### [Text provided]
begin
Eric Morse is co-chair of security studies at the Royal Canadian Military Institute in Toronto.

If anyone in the military can keep a firm hand on whatever is going on between Canadian Special Forces advisors/trainers in northern Iraq and their Kurdish hosts, it will be Lieutenant-General Jonathan Vance, our new and very straight-talking Chief of Defence Staff-designate.

In his current post as commander of Joint Operations, he presumably had a hand in configuring the mission. Now he is going to have to manage what looks increasingly like a slippery operational and political environment. The tough issues will come right at the intersection between military operations management (his responsibility) and the politics – domestic and international – of fighting in a regional war alongside ill-defined local interests.

The training mission with the Kurds was always the riskier side of Canada's commitment against Islamic State. Barring outlier incidents like losing an aircraft, the air mission is fairly straightforward. The major moment has been the shift into Syria, which made strategic sense and so far seems to be working.

But the Kurdish involvement is a far less stable proposition. In committing ground forces (even if only 70 of them) into a fluid situation there is always the potential for trouble, which duly arrived in the death by friendly fire of Sergeant Andrew Doiron in March. It was multiplied by finger-pointings between Canadians and Kurds, which morphed into calls for investigations, which subsided into apologies from the Kurdish higher echelons, which transitioned into alleged investigations that will not be divulged (if they indeed revealed anything). It then culminated in the prevention – by a local princeling with Canadian ties – of The Globe and Mail's Mark MacKinnon from speaking to Canadian officers in the battlezone.
end
### [Provided records]
begin
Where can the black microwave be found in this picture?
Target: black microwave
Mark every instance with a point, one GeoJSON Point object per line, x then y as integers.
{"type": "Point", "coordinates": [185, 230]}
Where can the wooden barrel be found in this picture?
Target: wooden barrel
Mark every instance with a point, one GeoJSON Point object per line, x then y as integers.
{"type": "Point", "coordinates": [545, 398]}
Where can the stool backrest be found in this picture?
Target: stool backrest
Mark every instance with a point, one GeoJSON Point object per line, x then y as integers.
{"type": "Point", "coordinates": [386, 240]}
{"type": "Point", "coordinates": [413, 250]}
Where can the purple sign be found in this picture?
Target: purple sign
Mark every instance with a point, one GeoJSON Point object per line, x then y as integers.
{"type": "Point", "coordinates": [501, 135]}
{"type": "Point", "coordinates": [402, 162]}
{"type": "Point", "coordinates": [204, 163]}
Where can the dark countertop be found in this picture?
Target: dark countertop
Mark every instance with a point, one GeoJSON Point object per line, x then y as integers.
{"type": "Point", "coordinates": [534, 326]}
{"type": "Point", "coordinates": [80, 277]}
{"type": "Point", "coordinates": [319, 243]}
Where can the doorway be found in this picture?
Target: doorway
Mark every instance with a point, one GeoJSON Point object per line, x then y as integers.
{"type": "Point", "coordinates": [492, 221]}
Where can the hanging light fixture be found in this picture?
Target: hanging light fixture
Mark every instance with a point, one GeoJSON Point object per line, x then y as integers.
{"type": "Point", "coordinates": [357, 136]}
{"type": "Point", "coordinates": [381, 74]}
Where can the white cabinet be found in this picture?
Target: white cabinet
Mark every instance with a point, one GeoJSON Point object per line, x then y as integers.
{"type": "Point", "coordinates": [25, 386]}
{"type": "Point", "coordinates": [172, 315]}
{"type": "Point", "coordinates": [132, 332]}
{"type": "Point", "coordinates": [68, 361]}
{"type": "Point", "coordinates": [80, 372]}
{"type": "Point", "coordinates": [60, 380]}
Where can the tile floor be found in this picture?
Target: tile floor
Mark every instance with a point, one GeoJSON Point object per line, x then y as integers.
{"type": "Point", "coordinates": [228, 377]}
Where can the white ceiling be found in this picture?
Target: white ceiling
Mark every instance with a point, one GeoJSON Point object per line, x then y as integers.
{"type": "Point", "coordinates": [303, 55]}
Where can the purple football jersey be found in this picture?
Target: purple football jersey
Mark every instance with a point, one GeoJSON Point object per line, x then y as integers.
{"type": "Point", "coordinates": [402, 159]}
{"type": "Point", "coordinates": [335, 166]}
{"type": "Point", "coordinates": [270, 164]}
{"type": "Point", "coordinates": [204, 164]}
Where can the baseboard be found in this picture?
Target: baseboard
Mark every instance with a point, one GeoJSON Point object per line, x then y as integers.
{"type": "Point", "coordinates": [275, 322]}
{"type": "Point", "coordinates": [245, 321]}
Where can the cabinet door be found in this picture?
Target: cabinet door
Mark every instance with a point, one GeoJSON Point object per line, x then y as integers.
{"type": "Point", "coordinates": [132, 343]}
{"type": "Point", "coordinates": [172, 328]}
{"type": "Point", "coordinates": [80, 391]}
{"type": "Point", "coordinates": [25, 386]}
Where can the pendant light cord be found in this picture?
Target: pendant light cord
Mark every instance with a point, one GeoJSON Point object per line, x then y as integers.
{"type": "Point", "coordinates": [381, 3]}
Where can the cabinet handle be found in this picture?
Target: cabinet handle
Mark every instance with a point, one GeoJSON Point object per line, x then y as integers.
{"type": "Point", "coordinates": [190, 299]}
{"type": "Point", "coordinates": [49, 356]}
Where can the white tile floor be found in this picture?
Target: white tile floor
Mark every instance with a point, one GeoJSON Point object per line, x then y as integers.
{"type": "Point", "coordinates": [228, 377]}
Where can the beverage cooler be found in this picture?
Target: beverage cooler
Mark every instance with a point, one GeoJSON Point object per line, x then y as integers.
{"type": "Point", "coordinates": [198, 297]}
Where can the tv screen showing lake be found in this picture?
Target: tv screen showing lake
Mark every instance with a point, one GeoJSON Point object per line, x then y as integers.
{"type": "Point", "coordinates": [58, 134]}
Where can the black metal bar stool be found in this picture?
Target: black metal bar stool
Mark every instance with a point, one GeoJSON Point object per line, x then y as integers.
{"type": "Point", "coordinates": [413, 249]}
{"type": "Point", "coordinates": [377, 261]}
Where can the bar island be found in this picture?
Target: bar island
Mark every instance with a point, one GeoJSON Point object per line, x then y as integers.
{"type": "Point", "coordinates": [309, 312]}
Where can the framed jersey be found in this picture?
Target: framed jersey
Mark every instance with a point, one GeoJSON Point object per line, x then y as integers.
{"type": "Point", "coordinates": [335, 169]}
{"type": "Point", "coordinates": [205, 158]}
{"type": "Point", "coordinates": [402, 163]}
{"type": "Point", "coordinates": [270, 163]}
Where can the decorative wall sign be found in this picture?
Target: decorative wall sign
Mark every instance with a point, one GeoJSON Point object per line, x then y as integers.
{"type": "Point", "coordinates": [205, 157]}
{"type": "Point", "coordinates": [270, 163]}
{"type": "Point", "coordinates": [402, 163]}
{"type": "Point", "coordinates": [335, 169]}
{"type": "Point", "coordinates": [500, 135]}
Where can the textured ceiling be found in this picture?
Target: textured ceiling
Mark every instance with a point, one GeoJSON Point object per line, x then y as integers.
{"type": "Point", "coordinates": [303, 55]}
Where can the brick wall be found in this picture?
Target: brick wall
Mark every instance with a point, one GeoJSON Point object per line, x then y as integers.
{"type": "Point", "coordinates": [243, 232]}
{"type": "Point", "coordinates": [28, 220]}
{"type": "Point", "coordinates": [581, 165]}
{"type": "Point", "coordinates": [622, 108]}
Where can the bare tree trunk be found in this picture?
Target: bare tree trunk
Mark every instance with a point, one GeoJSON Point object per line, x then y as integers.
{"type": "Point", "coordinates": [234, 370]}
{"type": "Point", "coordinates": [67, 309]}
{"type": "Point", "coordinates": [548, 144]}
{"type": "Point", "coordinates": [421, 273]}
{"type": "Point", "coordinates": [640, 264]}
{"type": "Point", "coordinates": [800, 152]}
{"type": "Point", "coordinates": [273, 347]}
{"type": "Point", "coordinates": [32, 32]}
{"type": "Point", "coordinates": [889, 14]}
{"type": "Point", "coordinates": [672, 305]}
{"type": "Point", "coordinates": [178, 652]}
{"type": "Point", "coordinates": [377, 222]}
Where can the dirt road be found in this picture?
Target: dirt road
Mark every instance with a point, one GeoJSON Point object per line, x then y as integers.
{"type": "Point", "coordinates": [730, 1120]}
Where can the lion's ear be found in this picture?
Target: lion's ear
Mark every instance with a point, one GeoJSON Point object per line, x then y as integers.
end
### [Task list]
• A. In the piece on Canada's mission with the Kurds, who died by friendly fire in March?
• B. In the piece on Canada's mission with the Kurds, rewrite the part that opens with the words containing "The training mission" and closes with "to be working.", putting "simple" in place of "straightforward".

### [Responses]
• A. Sergeant Andrew Doiron

• B.
The training mission with the Kurds was always the riskier side of Canada's commitment against Islamic State. Barring outlier incidents like losing an aircraft, the air mission is fairly simple. The major moment has been the shift into Syria, which made strategic sense and so far seems to be working.